═══ Provided records ═══

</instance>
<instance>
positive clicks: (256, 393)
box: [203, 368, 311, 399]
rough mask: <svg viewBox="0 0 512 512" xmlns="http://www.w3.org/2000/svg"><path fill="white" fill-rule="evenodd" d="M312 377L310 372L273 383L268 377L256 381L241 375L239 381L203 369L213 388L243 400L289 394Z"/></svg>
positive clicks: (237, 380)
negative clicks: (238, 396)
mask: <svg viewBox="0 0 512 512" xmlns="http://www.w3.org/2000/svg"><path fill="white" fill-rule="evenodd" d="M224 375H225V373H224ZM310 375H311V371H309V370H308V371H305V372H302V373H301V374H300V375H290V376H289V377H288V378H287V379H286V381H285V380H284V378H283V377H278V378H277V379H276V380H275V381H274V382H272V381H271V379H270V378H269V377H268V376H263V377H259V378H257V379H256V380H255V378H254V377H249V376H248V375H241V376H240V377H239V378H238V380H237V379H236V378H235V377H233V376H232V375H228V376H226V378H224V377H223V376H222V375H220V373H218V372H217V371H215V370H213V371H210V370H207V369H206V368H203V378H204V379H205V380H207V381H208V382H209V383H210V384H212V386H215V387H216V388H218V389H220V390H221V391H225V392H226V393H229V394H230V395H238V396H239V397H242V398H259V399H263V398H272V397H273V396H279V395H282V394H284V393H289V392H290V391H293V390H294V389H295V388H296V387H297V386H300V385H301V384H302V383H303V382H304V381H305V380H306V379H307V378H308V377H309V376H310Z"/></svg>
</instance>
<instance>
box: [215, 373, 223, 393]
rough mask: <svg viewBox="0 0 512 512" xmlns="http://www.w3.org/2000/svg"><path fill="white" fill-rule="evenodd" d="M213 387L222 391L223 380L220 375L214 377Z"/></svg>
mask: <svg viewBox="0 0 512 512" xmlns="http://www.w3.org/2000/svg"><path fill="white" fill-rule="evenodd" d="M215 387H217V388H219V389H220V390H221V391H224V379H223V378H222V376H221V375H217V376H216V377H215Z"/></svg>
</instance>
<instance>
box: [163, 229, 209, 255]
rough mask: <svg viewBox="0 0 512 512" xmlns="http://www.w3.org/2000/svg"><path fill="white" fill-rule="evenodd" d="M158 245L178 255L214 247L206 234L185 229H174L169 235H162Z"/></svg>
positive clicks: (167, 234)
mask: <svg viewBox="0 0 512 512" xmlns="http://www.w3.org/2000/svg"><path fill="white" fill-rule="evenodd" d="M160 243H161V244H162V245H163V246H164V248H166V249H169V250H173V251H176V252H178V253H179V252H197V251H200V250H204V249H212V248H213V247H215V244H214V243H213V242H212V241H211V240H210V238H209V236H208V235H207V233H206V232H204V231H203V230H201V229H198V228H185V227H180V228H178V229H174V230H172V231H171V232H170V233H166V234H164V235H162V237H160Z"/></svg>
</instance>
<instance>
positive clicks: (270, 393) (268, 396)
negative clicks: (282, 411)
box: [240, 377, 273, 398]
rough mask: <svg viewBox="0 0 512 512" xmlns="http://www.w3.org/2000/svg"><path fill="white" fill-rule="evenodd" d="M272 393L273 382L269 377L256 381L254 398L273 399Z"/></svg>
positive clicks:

═══

What is required: Please copy only the lines between the first line of the entries and the line with "positive clicks: (237, 380)", keeping those two end lines as well, exactly as written.

Result for this task:
</instance>
<instance>
positive clicks: (256, 393)
box: [203, 368, 311, 399]
rough mask: <svg viewBox="0 0 512 512" xmlns="http://www.w3.org/2000/svg"><path fill="white" fill-rule="evenodd" d="M312 377L310 372L273 383L268 377L256 381L241 375L239 381L203 369L213 388L243 400L289 394Z"/></svg>
positive clicks: (237, 380)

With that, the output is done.